▶ _Requirements_
Show every line of the listing below that contains the word "face".

▶ _Provided data_
►
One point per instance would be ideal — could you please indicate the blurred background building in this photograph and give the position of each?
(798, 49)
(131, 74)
◄
►
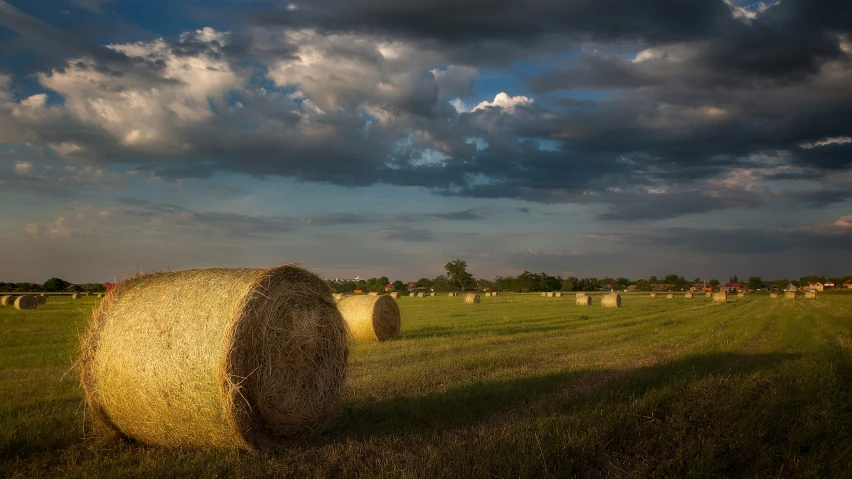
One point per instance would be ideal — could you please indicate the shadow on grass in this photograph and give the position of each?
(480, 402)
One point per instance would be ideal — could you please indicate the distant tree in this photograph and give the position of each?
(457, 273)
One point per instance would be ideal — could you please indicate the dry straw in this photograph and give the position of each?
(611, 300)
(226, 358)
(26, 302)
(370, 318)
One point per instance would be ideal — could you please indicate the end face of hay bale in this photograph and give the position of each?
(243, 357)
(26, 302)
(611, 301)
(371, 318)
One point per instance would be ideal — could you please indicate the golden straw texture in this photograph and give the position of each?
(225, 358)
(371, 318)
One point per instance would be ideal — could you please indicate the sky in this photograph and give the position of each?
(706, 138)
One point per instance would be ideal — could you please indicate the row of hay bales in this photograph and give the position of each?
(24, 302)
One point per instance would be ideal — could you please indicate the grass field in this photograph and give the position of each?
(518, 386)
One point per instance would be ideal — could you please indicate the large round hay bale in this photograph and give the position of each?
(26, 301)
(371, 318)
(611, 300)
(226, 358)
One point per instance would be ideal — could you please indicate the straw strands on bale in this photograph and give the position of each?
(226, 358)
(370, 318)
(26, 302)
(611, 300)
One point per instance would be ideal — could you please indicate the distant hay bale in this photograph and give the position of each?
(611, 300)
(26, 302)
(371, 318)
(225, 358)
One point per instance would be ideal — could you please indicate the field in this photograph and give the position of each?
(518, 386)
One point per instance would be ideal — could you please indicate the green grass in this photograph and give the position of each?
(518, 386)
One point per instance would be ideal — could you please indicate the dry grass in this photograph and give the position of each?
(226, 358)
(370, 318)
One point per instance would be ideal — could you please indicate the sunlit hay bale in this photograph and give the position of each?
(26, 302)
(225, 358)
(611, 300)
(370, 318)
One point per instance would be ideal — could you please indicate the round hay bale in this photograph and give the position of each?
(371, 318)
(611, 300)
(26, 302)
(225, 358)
◄
►
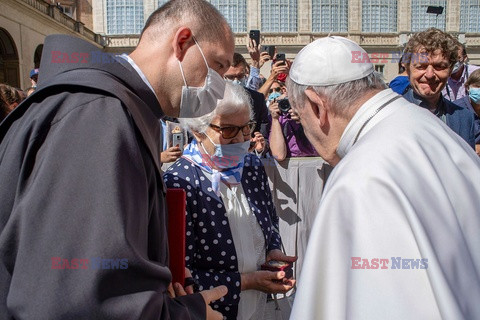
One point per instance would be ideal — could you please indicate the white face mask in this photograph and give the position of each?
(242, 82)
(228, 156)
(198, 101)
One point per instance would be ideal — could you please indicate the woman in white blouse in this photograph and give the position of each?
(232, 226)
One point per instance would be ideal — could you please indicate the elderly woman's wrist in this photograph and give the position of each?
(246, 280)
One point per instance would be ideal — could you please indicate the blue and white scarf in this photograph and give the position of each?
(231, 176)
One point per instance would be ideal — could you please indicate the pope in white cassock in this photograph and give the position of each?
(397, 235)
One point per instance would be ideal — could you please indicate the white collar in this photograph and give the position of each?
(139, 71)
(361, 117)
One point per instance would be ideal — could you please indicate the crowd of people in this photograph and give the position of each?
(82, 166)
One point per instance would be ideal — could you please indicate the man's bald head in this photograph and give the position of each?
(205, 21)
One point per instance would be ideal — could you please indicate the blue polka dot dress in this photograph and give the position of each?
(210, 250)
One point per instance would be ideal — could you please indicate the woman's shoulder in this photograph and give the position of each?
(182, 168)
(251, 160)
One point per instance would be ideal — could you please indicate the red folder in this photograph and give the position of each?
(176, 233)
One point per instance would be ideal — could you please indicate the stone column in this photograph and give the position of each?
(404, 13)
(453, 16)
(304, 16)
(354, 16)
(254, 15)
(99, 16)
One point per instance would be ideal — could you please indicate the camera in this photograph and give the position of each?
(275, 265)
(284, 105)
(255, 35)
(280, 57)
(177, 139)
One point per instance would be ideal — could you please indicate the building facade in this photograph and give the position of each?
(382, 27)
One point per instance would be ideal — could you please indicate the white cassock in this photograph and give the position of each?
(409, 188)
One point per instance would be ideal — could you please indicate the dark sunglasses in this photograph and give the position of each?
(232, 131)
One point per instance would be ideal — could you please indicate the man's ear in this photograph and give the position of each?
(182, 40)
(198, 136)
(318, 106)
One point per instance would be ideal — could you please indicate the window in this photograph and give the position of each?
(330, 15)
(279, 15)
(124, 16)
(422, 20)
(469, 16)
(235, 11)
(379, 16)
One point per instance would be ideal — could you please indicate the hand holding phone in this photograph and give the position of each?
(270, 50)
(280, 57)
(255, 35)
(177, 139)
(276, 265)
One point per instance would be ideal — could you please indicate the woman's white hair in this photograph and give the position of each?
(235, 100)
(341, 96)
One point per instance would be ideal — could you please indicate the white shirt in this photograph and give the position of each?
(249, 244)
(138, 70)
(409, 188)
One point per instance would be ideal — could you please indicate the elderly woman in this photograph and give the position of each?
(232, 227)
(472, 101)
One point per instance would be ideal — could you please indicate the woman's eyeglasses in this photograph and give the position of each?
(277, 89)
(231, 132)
◄
▶ _Result for this task_
One point per instance would be ideal — could you please indicate the end face of hay bale in this photograph and give the position of each?
One point per instance would be ideal — could you please indicate the white face mask in this photograph and give the position of each?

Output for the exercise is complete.